**DOCUMENT EXTRACT**
Mental health first aid project launched
A Teen Mental Health First Aid Training Project has been launched at the Peninsula Community Centre by NSW Minister for Multiculturalism, Mr Ray Williams.
The program will be for Years 10, 11 and 12 students to help them to recognise the signs of mental health problems.
The project was a result of a survey completed by 700 local young people, in which 80 per cent recognised the need for improved information on mental health issues.
Representing the NSW Department of Family and Community Services, Mr Williams was joined by Coast Community Connections president Ms Sharryn Brownlee and the organisation's acting CEO Ms Jenni Allan, who accepted the $20,000 grant to fund the project.
"Our Evolution Youth Services team will be facilitating a number of sessions with young people in the local community to help them understand the signs of poor mental health including depression, anxiety, psychosis and eating disorders," Ms Allan said.

**DATASET EXTRACT**
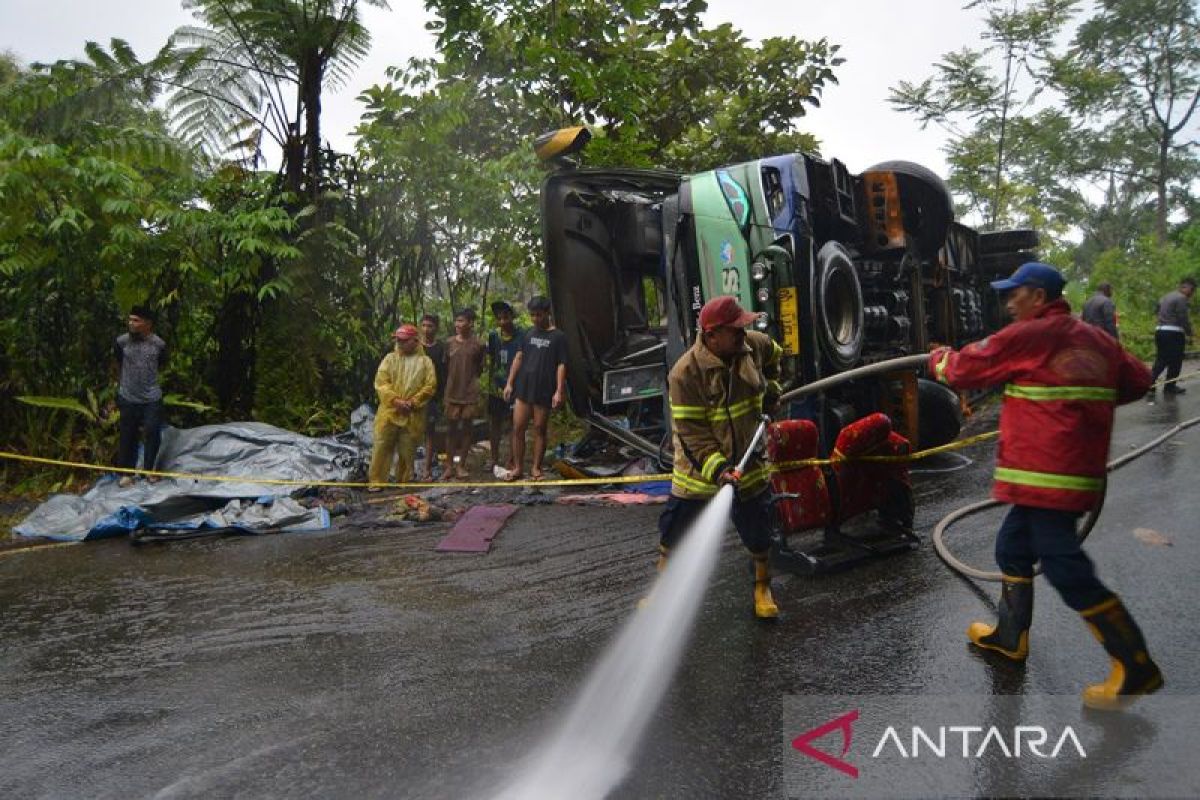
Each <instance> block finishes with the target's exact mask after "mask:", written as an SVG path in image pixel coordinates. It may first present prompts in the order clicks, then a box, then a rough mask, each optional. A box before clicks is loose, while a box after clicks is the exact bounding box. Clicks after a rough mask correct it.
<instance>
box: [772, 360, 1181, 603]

**BRIEF A**
List every mental health condition that Ms Allan names in the article on the teen mental health first aid project.
**BRIEF B**
Continue the article on the teen mental health first aid project from its last sentence.

**ANSWER SPACE A**
Depression, anxiety, psychosis, eating disorders

**ANSWER SPACE B**
"The rollout of the Teen Mental Health First Aid Project will be delivered through three 75 minute sessions and will also provide information and tools to assist young people to better recognise and detect signs of mental health crisis, touching on issues such as suicide, aggressive behaviour, self-injury, trauma and substance abuse," she said.
As well as launching the youth program, Mr Williams took the opportunity to take a tour of the organisation's ageing and disability services facilities located in the Yaringaa building at Woy Woy.